_Supplied text_.
:::::

Dr. Umar Faruq Abd-Allah
Dr. Umar Faruq was born in 1948 to a Protestant family in Columbus, Nebraska but grew up in Athens, Georgia.
Dr. Umar read The Autobiography of Malcolm X which inspired him to embrace Islam in early 1970. In 1972, he altered his field of study and transferred to the University of Chicago, where he studied Arabic and Islamic Studies under Dr. Fazlur Rahman.
Dr. Umar then received his doctorate with honors in 1978 for a dissertation on the origins of Islamic Law, Malik’s Concept of ‘Amal in the Light of Maliki Legal Theory.
He started a career in teaching Arabic and Islamic Studies. From 1977 until 1982, he taught at the Universities of Windsor (Ontario), Temple, and Michigan. In 1982, he left America to teach Arabic in Spain. Two years later, he was appointed to the Department of Islamic Studies at King Abdul-Aziz University in Jeddah, where he taught (in Arabic) Islamic studies and comparative religions until 2000.

:::::

_Work instructions_.
(1) Reproduce the stretch of the biography from "Dr. Umar then" through "religions until 2000.".
(2) Answer these questions using the biography above:
(a) In which town and state was Dr. Umar Faruq born?
(b) Under whom did he study Arabic and Islamic Studies at the University of Chicago?
(c) Until what year did he teach at King Abdul-Aziz University in Jeddah?

Dataset entries

:::::

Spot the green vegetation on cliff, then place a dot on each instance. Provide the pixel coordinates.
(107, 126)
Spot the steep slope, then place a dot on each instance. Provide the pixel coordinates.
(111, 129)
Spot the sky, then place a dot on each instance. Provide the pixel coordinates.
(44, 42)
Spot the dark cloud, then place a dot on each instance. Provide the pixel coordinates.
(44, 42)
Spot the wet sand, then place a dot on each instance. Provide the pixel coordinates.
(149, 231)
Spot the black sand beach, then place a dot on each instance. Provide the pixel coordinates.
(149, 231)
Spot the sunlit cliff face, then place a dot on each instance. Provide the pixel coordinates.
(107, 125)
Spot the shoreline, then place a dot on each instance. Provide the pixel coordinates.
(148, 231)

:::::

_Expected responses_.
(1)
Dr. Umar then received his doctorate with honors in 1978 for a dissertation on the origins of Islamic Law, Malik’s Concept of ‘Amal in the Light of Maliki Legal Theory.
He started a career in teaching Arabic and Islamic Studies. From 1977 until 1982, he taught at the Universities of Windsor (Ontario), Temple, and Michigan. In 1982, he left America to teach Arabic in Spain. Two years later, he was appointed to the Department of Islamic Studies at King Abdul-Aziz University in Jeddah, where he taught (in Arabic) Islamic studies and comparative religions until 2000.

(2)
(a) Columbus, Nebraska
(b) Dr. Fazlur Rahman
(c) 2000